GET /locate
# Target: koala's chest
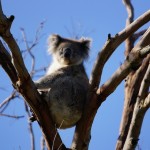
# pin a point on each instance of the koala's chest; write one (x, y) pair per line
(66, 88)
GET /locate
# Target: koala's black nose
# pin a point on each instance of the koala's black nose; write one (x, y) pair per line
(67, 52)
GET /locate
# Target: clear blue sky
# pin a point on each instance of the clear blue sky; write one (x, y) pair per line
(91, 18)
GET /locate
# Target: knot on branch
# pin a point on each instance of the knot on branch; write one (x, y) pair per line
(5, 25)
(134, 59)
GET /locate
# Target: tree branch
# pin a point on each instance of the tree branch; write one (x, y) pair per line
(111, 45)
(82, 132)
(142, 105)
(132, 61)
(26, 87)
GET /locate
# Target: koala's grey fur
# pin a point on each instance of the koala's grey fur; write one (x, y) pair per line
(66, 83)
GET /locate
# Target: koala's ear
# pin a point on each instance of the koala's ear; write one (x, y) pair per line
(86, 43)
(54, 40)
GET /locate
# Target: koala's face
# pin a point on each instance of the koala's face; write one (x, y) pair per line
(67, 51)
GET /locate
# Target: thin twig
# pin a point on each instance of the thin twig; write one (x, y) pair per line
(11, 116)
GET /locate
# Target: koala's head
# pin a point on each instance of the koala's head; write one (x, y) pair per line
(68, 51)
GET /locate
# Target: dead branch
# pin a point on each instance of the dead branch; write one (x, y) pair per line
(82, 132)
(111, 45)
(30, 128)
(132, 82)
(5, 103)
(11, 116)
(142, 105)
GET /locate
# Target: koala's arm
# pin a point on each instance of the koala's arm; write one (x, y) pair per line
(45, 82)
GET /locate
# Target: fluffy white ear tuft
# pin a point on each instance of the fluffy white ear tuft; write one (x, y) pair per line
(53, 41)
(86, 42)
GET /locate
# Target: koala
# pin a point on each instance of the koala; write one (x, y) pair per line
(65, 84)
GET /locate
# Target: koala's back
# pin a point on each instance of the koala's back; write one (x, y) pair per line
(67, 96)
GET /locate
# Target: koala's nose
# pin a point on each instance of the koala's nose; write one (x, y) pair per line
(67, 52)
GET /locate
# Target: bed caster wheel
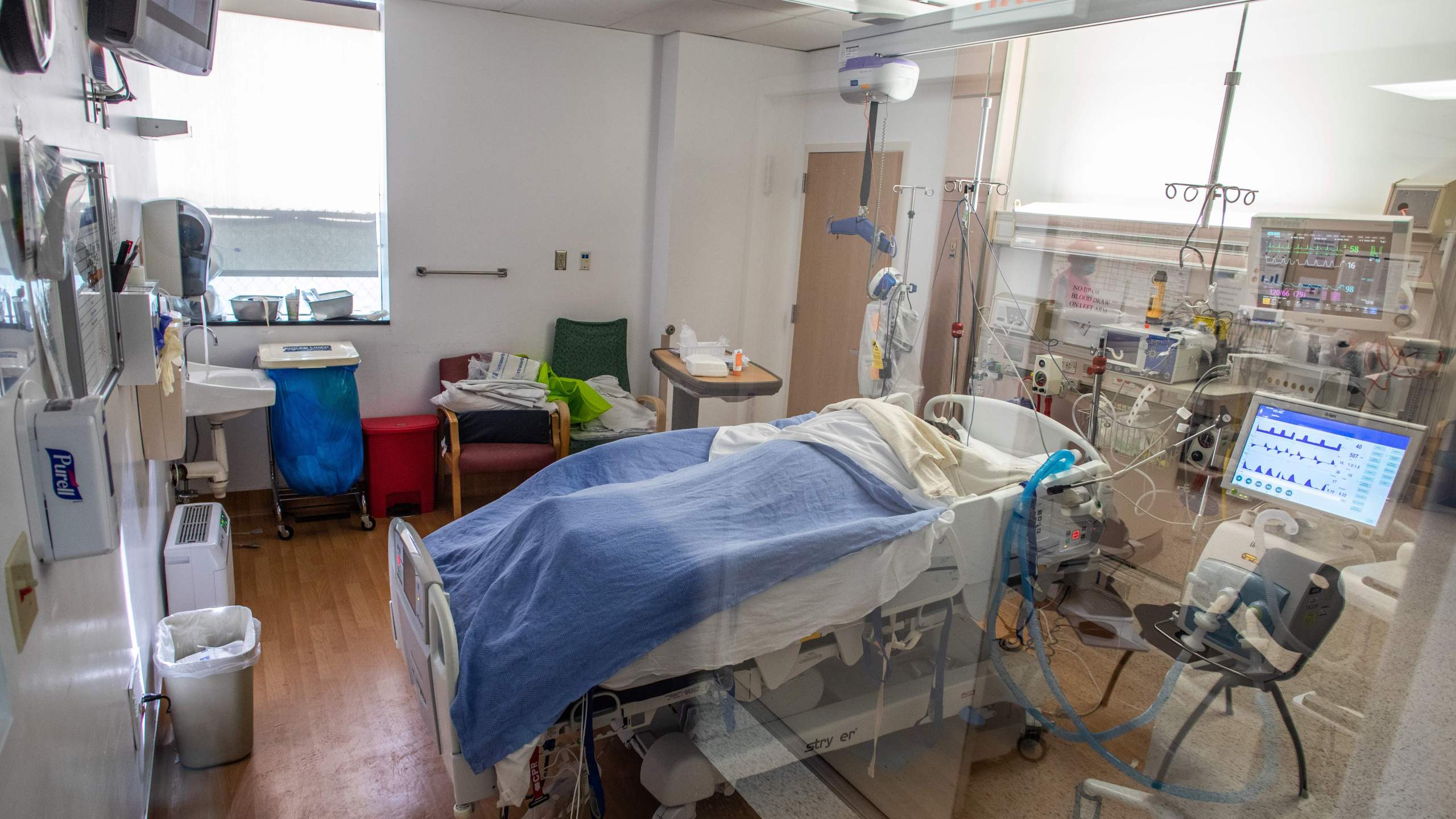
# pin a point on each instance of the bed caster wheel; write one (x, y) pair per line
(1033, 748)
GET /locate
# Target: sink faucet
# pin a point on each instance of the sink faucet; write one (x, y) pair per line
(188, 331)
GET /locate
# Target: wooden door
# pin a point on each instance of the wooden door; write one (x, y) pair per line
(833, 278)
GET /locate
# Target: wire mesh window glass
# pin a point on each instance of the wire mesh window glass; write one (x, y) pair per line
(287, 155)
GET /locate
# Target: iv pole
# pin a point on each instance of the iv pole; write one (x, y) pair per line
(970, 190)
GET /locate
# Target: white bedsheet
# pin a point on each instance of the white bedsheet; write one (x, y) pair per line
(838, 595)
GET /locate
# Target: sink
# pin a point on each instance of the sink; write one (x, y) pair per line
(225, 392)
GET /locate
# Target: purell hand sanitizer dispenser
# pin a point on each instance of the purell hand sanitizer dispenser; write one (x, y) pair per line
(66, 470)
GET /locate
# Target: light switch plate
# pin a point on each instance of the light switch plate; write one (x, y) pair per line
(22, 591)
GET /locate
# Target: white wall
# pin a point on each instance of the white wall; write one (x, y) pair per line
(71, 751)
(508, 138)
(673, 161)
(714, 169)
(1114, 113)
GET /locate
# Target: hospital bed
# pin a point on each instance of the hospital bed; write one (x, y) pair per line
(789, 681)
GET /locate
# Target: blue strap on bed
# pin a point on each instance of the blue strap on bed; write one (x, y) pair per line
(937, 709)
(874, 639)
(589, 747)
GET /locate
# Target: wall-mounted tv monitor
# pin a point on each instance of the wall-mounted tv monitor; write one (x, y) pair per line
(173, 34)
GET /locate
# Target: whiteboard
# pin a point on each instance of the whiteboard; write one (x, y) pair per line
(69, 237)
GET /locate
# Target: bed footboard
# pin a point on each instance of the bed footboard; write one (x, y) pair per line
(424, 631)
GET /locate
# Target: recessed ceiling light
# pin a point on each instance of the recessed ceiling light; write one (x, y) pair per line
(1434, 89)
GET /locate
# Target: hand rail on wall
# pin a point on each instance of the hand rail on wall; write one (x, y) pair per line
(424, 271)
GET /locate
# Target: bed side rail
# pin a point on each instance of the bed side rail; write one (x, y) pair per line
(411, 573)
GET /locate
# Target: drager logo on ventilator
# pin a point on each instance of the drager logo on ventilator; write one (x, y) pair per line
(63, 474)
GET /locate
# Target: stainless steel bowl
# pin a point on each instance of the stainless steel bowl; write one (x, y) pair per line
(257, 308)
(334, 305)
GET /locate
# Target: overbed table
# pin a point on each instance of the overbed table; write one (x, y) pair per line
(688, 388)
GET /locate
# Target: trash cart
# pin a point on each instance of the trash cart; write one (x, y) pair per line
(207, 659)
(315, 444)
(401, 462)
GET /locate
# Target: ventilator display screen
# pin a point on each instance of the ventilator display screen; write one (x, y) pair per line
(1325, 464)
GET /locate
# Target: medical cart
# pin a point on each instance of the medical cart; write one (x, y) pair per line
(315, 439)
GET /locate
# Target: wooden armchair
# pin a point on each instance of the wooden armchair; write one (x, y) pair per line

═══

◆ **What the task asks**: Return every line of the listing above that contains "armchair".

◆ **Output below**:
# Target: wooden armchair
# pin a point on each instance of the wooden armchair; write one (x, y) pair per line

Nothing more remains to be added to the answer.